Input data:
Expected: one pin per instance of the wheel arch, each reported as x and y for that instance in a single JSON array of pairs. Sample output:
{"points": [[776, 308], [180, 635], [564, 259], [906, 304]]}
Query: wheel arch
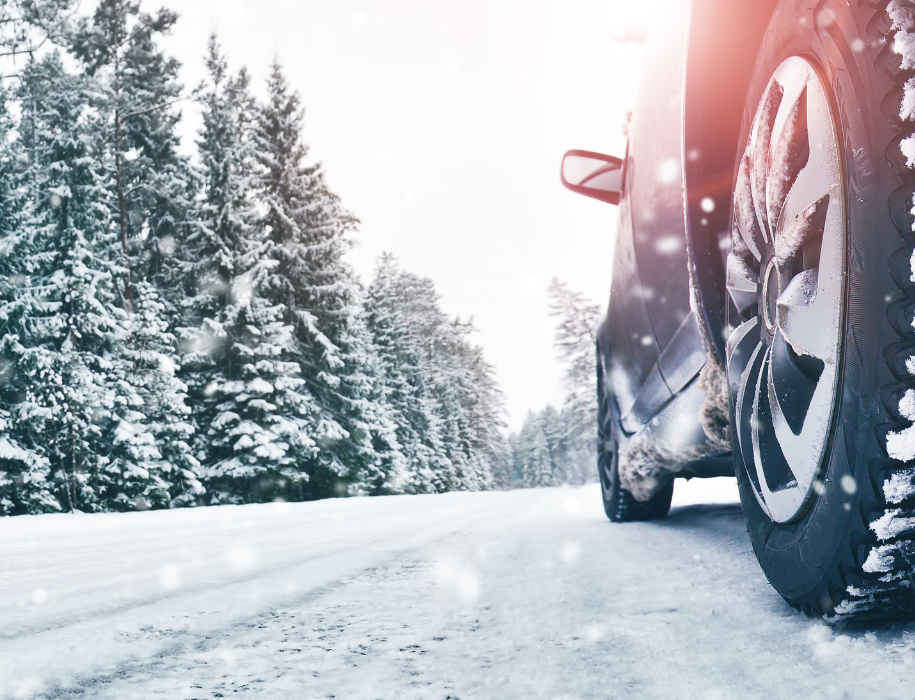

==

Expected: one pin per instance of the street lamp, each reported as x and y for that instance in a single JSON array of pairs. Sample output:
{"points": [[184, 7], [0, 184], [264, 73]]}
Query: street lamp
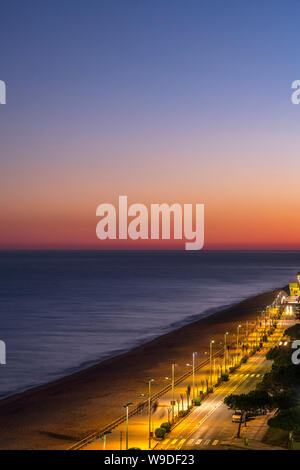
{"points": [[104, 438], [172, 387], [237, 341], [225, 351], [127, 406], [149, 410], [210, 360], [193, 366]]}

...

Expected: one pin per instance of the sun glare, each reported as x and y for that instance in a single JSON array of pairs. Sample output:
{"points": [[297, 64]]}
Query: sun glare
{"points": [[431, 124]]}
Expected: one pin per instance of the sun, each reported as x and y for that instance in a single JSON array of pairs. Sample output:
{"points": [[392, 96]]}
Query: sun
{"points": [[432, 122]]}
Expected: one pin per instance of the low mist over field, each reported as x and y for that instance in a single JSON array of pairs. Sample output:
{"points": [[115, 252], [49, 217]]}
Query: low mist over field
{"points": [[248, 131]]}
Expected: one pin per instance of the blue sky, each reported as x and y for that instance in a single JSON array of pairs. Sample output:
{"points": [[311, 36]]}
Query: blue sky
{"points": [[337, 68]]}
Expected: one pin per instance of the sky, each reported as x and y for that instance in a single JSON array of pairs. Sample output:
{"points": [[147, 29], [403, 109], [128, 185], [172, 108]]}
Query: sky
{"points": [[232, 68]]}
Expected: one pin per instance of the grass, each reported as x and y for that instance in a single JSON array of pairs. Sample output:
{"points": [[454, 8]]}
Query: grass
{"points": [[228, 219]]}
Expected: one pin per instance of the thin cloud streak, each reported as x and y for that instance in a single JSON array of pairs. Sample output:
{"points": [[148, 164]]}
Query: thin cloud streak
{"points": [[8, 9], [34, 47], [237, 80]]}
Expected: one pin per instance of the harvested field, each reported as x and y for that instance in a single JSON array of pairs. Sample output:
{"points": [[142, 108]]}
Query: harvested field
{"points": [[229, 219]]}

Aim of the exercise: Reproduce each line of the records in which the string "arch" appears.

Result of the task:
Expected: one pin per instance of the wheel arch, each reported as x and y for that instance in a single JSON array of pairs. Sample output:
Query: wheel arch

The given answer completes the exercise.